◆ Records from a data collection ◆
———

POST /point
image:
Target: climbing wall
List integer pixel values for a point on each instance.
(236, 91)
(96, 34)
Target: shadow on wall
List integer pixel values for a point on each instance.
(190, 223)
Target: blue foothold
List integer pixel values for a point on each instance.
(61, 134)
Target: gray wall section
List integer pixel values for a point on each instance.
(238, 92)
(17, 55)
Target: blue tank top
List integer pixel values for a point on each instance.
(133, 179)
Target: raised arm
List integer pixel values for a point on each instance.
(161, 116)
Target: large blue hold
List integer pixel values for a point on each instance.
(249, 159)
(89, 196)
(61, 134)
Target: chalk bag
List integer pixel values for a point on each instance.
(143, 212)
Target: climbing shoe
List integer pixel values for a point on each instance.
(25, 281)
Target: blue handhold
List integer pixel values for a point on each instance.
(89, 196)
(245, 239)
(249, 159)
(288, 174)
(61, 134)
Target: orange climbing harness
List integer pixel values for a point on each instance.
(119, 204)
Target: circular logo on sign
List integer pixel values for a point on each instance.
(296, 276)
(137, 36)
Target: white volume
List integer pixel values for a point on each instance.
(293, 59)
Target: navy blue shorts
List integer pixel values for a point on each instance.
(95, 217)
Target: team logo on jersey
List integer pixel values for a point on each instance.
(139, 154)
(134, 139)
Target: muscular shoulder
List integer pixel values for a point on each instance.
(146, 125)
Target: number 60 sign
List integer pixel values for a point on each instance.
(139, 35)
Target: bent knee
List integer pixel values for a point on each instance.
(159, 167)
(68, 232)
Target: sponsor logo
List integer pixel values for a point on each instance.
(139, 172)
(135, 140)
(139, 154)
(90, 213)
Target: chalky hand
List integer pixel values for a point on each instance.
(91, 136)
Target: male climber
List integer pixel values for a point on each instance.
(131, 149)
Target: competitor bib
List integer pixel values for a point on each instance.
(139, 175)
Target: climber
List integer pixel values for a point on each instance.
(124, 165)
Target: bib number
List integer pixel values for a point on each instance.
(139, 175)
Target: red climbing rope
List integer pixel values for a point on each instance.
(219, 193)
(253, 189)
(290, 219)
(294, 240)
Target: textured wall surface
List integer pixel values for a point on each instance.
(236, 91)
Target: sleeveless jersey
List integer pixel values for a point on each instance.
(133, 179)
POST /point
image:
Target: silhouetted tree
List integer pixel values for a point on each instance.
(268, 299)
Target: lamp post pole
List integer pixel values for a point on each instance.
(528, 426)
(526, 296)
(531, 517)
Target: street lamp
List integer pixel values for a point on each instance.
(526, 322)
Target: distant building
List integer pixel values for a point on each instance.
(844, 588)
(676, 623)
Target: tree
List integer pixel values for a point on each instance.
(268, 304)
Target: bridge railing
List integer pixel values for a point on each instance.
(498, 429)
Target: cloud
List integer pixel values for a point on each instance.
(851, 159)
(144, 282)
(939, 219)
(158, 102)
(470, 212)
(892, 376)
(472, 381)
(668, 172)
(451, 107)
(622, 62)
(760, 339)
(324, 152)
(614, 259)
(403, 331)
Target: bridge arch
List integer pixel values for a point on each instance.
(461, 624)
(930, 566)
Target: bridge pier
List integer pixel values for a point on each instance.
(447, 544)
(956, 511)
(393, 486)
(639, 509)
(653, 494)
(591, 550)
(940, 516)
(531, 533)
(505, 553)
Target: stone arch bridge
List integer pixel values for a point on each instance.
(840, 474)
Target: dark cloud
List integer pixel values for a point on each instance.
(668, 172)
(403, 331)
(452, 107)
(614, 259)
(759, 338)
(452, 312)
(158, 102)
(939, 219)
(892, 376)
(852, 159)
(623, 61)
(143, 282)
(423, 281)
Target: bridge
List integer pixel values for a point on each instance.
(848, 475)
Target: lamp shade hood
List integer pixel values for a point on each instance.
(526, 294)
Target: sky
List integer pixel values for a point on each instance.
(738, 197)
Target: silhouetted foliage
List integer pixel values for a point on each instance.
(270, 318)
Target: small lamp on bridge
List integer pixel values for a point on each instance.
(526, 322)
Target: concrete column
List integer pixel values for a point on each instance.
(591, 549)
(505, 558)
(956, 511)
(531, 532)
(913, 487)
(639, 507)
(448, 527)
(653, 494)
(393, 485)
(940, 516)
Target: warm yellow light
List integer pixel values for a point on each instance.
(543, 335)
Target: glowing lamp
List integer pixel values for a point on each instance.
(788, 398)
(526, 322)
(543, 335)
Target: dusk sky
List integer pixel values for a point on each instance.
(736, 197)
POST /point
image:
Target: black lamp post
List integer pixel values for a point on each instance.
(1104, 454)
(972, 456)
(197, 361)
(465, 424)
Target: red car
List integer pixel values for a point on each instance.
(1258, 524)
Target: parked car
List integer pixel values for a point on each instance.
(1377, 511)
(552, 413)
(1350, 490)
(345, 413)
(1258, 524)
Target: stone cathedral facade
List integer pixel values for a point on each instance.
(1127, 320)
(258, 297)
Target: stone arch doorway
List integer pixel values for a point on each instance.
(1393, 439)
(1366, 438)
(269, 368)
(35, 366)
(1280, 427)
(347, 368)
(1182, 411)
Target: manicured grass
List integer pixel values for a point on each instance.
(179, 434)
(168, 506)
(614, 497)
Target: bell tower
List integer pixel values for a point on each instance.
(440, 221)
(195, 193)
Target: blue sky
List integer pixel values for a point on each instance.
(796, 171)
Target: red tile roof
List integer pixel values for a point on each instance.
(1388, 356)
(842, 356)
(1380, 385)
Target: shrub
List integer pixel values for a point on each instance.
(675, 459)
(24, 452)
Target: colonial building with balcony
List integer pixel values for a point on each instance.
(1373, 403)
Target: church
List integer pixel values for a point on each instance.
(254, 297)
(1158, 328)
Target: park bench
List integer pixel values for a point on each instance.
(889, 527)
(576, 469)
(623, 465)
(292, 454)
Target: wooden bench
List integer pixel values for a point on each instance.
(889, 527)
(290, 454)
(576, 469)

———

◆ What is expected ◆
Render the records from the line containing "Target: glowing lamp" through the line containing "(1373, 403)", both included, as a Markdown table with the columns Row and Line. Number each line and omit blank lines.

◆ Written response ◆
| Row | Line |
|---|---|
| 1 | Target: glowing lamp |
| 2 | List integer pixel values for a point on each instance. |
| 3 | (788, 398) |
| 4 | (526, 322) |
| 5 | (543, 335) |
| 6 | Target: dusk sky |
| 7 | List integer pixel values for a point on each instance. |
| 8 | (736, 197) |
| 9 | POST /point |
| 10 | image: |
| 11 | Target: black lamp post |
| 12 | List integer pixel values for a point on each instance. |
| 13 | (1104, 454) |
| 14 | (972, 456) |
| 15 | (197, 361) |
| 16 | (465, 424) |
| 17 | Target: red car |
| 18 | List integer pixel values for a point on each instance. |
| 19 | (1258, 524) |
| 20 | Target: parked car |
| 21 | List integer pixel values for a point on each instance. |
| 22 | (1377, 511) |
| 23 | (552, 413) |
| 24 | (1350, 490) |
| 25 | (345, 413) |
| 26 | (1258, 524) |
| 27 | Target: stone cathedral facade |
| 28 | List integer pixel values for a point on each instance. |
| 29 | (1127, 320) |
| 30 | (258, 297) |
| 31 | Target: stone arch doorway |
| 32 | List integer pixel values for a point on each instance. |
| 33 | (1393, 439) |
| 34 | (1366, 438) |
| 35 | (269, 368) |
| 36 | (35, 366) |
| 37 | (1280, 427) |
| 38 | (347, 368) |
| 39 | (1182, 411) |
| 40 | Target: manicured grass |
| 41 | List integer pixel values for a point on each instance. |
| 42 | (179, 434) |
| 43 | (168, 506) |
| 44 | (614, 497) |
| 45 | Target: bell tower |
| 46 | List integer pixel values for a point on each instance. |
| 47 | (440, 221) |
| 48 | (195, 193) |
| 49 | Target: blue sky |
| 50 | List integer pixel values for a point on each instance. |
| 51 | (796, 171) |
| 52 | Target: red tile roof |
| 53 | List integer pixel values for a point on each instance. |
| 54 | (1388, 356) |
| 55 | (842, 356) |
| 56 | (1380, 385) |
| 57 | Target: shrub |
| 58 | List integer pixel values for a point on each instance. |
| 59 | (675, 459) |
| 60 | (24, 452) |
| 61 | Target: colonial building with balcony |
| 62 | List integer pixel values for a point on each instance. |
| 63 | (1373, 403) |